■ **INSTRUÇÕES DA TAREFA**: Reproduza tudo o que vai de "O que mais você" até "Deles ou nosso?" no trecho da newsletter, renomeando "episódio" para "podcast".

Ler sobre a situação do Rio Grande do Sul no noticiário não dá a dimensão real da emoção que perpassa pessoas que viram suas casas alagarem. Agora, ler o que diz uma escritora que viveu a situação na pele traz tanto a beleza de uma boa escrita como a empatia que faz a gente se solidarizar ainda mais com quem está numa situação dramática nestas últimas semanas. Por isso, recomendo muito a leitura da newsletter Passagem Dois, na qual Julia Dantas narra como é que ela chegou à conclusão de que preparo nenhum te prepara para perder coisas que são muito mais do que apenas coisas. A dica de leitura foi da newsletter Aurora.
O que mais você pode ouvir por aí
Gostei muito deste episódio do Rádio Novelo Apresenta que fala de duas produções que foram varridas da existência pelos seus próprios autores. O primeiro caso é uma experiência de poesia de um autor que queria provar um ponto - e consegue! - mas que depois decide acabar com tudo. O segundo caso envolve uma fotógrafa que teve seu quinhão de sucesso, mas que decidiu literalmente picotar os negativos dos seus registros, pra não deixar nada para a posteridade. De nome “Minha obra, minhas regras”, esse episódio me fez lembrar do poema “A Arte de Perder”, da Elizabeth Bishop. Perder, no final, pode ser bem fácil. Agora, de quem será o azar? Deles ou nosso?
O que vem por aí
Estou em busca de contatos de colegas ghostwriters
Eu me sinto só nessa ocupação que adotei pra mim, mas sei que somos vários. O trabalho pressupõe estarmos nos bastidores, mas isso não significa que devamos também ficar isolados. Quero muito promover um “café mal assombrado” com outros “fantasminhas” como eu, para trocarmos ideias, aprendizados e sugestões de como melhorar nossos trabalhos e até de recomendarmos uns aos outros caso estejamos com a agenda cheia.
Se você que me lê atua como ghostwriter, por favor, me procure por email!
Agora, se você conhece um colega que atua assim, que tal encaminhar essa newsletter para ele ou para ela? Quem sabe a pessoa se interessa em tomar um café comigo (mesmo que virtual!) pra gente trocar figurinhas. (Sim, é com essa cara de pau que eu cheguei a vários bons lugares, vou seguir apostando nela para chegar em outros mais!)Vai esfriar
Enquanto o brasileiro se prepara para um dos poucos feriados emendados do semestre, o tempo promete sair da cara de “verão suave” para finalmente entrar no outono. Não vá sair para o seu final de semana de sandalinha e sem um bom casaco à tiracolo, porque você pode ser pego por uma friagem. E ninguém quer ficar doente logo antes de uma parada estratégica para descansar na semana que vem. Aproveite para dar aquela verificada em quais casacos já não quer mais entre o seu acervo pessoal e separe para doações para os desabrigados no Rio Grande do Sul. Por enquanto a prioridade tem sido água, alimentos e materiais de limpeza, mas roupas de frio vão ser bem úteis para quem está sobrevivendo à essa tragédia climática.

■ **Registros armazenados**:
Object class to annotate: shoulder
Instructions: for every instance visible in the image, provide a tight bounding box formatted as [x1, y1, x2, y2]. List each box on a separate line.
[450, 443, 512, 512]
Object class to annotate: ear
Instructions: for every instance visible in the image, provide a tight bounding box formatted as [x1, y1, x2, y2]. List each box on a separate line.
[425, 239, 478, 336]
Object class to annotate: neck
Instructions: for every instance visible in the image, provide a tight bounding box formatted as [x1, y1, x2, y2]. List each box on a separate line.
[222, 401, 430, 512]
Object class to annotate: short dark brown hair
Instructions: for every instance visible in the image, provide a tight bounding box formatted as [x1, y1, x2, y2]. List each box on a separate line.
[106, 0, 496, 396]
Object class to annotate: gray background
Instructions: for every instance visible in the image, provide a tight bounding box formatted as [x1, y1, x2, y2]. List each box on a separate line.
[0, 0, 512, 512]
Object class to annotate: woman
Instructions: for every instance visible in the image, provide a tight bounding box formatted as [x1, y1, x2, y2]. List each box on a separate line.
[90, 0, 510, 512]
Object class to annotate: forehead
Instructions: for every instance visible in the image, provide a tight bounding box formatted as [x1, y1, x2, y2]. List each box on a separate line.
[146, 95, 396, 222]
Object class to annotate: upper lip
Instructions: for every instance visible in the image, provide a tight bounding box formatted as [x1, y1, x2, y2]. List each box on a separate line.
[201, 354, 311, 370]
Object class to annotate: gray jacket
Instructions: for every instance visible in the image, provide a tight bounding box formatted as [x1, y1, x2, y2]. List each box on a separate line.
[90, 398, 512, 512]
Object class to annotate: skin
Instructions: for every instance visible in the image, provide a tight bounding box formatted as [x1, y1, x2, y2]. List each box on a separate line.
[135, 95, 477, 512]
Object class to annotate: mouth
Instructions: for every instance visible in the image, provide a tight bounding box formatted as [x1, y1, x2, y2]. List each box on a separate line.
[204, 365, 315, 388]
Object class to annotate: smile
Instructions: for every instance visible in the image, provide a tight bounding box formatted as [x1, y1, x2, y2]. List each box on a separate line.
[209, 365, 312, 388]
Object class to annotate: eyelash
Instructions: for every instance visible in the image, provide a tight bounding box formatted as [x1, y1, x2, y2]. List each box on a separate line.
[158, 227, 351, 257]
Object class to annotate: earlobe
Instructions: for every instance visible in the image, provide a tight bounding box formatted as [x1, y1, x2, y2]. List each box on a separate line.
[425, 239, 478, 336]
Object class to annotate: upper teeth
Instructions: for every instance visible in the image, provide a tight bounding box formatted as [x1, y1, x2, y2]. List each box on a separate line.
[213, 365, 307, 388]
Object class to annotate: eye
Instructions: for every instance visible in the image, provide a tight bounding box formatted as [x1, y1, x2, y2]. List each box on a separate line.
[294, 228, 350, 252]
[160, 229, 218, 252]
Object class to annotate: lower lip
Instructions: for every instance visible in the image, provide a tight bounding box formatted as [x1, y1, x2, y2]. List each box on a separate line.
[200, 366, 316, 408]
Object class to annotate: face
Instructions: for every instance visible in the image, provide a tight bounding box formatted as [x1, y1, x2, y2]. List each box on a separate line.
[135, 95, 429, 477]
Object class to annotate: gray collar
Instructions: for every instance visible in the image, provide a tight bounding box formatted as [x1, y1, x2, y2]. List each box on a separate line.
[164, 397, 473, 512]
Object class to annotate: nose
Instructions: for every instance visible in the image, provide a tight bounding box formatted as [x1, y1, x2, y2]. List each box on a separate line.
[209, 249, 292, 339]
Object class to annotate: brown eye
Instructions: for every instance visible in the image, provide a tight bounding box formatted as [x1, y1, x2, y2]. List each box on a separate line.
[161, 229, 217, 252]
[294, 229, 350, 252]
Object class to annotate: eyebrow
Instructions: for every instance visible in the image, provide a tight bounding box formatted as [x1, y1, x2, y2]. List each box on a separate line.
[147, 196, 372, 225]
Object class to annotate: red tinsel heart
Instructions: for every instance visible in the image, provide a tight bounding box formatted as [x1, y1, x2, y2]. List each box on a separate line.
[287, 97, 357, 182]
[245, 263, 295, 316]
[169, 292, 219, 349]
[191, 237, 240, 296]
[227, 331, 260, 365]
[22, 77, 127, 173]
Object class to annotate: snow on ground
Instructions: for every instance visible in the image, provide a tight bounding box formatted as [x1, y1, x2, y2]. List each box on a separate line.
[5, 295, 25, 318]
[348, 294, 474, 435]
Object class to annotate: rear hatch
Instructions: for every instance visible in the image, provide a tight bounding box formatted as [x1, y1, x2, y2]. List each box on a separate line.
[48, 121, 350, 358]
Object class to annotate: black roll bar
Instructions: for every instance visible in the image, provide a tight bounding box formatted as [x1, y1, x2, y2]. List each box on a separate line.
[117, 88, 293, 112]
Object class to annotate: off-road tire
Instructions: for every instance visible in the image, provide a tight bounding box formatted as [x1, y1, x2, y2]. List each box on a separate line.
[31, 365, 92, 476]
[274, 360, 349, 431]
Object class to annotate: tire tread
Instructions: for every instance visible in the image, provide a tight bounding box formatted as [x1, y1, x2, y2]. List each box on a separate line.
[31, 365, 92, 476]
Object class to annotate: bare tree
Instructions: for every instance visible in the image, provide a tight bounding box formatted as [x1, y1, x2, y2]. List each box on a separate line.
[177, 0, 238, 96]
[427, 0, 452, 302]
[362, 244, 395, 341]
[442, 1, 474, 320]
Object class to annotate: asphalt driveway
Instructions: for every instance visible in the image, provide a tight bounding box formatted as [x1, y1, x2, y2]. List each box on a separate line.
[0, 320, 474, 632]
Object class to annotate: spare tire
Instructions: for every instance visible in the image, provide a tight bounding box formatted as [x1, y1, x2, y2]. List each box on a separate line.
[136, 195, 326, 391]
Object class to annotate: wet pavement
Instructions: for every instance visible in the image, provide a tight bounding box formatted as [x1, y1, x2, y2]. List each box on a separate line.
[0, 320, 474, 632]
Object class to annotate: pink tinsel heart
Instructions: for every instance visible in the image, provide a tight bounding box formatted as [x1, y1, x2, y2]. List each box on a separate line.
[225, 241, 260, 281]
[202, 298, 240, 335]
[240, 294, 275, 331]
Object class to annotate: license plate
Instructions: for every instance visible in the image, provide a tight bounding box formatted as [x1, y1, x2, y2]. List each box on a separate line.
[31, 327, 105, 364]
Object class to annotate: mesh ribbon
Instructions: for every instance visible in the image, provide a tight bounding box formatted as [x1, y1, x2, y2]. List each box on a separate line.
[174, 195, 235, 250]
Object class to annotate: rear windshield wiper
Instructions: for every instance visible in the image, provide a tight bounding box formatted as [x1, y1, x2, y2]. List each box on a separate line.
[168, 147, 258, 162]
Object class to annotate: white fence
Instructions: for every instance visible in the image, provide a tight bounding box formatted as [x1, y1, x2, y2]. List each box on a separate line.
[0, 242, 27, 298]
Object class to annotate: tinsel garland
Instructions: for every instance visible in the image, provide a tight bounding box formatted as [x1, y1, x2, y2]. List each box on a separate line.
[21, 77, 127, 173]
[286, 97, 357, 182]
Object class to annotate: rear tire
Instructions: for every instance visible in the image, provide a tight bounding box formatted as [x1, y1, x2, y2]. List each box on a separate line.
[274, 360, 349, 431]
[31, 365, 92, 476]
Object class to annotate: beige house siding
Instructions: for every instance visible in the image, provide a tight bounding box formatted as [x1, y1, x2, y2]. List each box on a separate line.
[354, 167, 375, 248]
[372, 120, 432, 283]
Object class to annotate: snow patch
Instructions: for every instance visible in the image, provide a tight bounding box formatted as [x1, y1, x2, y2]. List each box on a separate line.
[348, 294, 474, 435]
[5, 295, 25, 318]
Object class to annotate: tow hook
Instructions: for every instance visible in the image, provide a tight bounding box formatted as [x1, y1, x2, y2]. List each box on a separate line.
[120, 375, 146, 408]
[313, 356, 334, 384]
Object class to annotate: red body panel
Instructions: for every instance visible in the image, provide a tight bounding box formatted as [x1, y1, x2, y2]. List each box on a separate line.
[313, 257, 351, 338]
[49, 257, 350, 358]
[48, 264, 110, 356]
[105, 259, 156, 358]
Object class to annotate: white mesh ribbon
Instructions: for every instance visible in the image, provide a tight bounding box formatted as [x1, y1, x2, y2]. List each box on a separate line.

■ **ESPAÇO PARA RESPOSTA**:
O que mais você pode ouvir por aí
Gostei muito deste podcast do Rádio Novelo Apresenta que fala de duas produções que foram varridas da existência pelos seus próprios autores. O primeiro caso é uma experiência de poesia de um autor que queria provar um ponto - e consegue! - mas que depois decide acabar com tudo. O segundo caso envolve uma fotógrafa que teve seu quinhão de sucesso, mas que decidiu literalmente picotar os negativos dos seus registros, pra não deixar nada para a posteridade. De nome “Minha obra, minhas regras”, esse podcast me fez lembrar do poema “A Arte de Perder”, da Elizabeth Bishop. Perder, no final, pode ser bem fácil. Agora, de quem será o azar? Deles ou nosso?